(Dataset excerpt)
-- start --
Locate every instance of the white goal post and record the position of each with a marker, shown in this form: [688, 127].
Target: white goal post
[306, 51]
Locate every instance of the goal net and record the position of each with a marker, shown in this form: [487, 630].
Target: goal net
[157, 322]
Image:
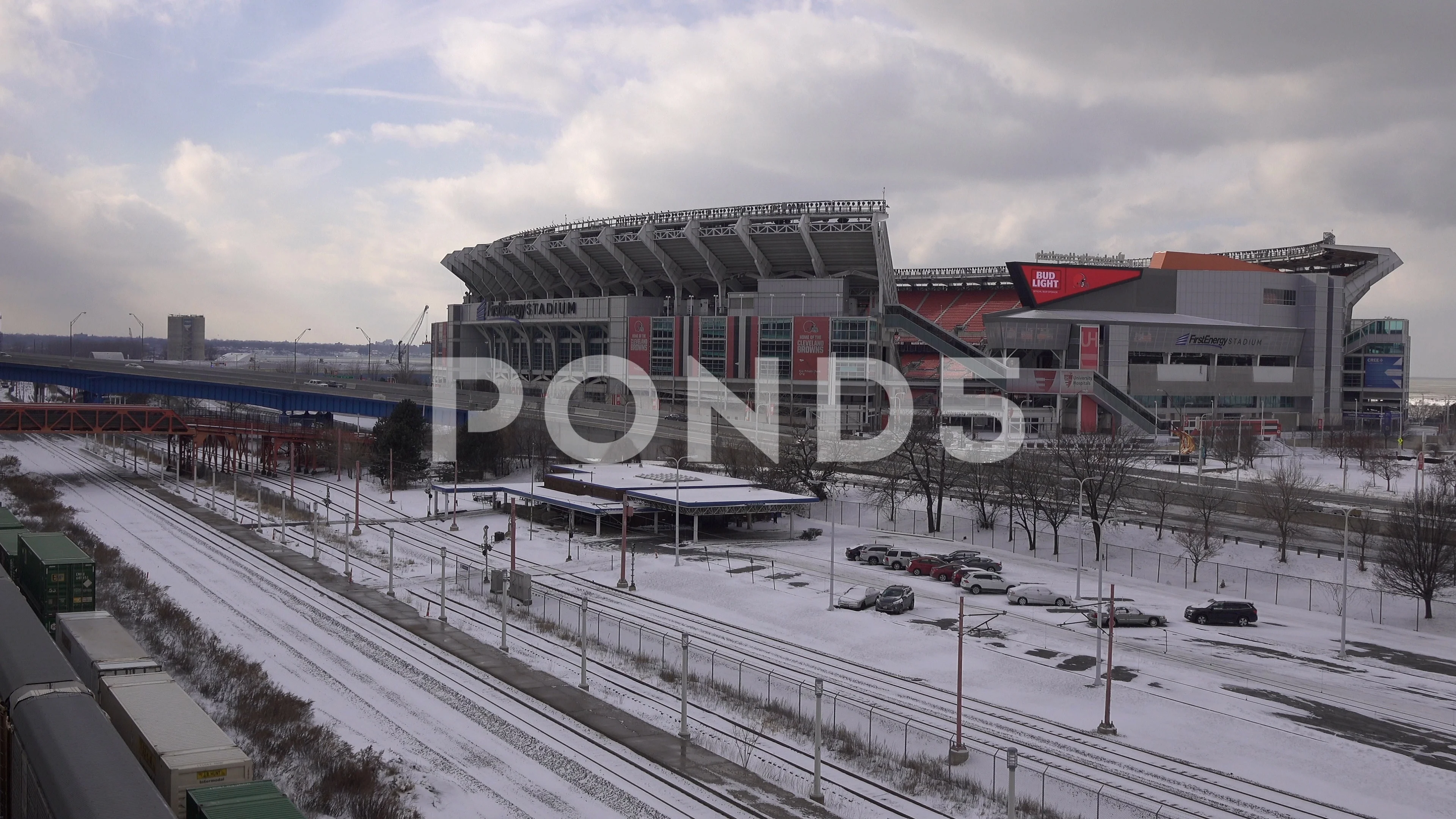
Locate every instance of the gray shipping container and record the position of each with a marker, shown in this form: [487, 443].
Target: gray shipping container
[177, 742]
[98, 646]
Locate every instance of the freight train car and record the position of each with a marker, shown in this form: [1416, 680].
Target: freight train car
[98, 646]
[56, 576]
[59, 755]
[174, 739]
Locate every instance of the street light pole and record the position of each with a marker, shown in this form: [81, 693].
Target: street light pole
[296, 352]
[369, 353]
[143, 334]
[73, 333]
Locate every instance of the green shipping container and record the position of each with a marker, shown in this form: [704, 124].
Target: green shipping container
[9, 546]
[244, 800]
[56, 576]
[8, 521]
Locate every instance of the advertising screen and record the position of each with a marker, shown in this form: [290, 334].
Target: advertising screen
-- end --
Written problem: Emit the lines of the data above from the one containing "Locate every instance of the goal" through its final line, both endpoints included. Pictures do not belong in the output.

Full response:
Locate every instance of the goal net and record the position of each with a marker, shown in this form: [487, 630].
Target: goal net
[157, 322]
Image:
Locate every instance of the gray shipping container and record the position of each with a marker, shown in this form: [487, 443].
Target: gray shipping container
[177, 742]
[98, 646]
Locate every instance of the freight train car and record the position of each with a marker, shown in this form: [1416, 680].
Target: freight train car
[98, 646]
[56, 576]
[59, 755]
[174, 739]
Locate every instance of the street light pole and record the position of each with a marker, shown in this form: [81, 693].
Target: street light pole
[296, 352]
[369, 353]
[143, 334]
[73, 333]
Locate every instance of the green shipping container and record the position of each with a marker, shown in this form: [704, 124].
Target: green shipping container
[9, 546]
[244, 800]
[56, 576]
[8, 521]
Locate every instance of the advertising screen and record the position of each with a marker, shown in this form: [290, 334].
Target: advertising screen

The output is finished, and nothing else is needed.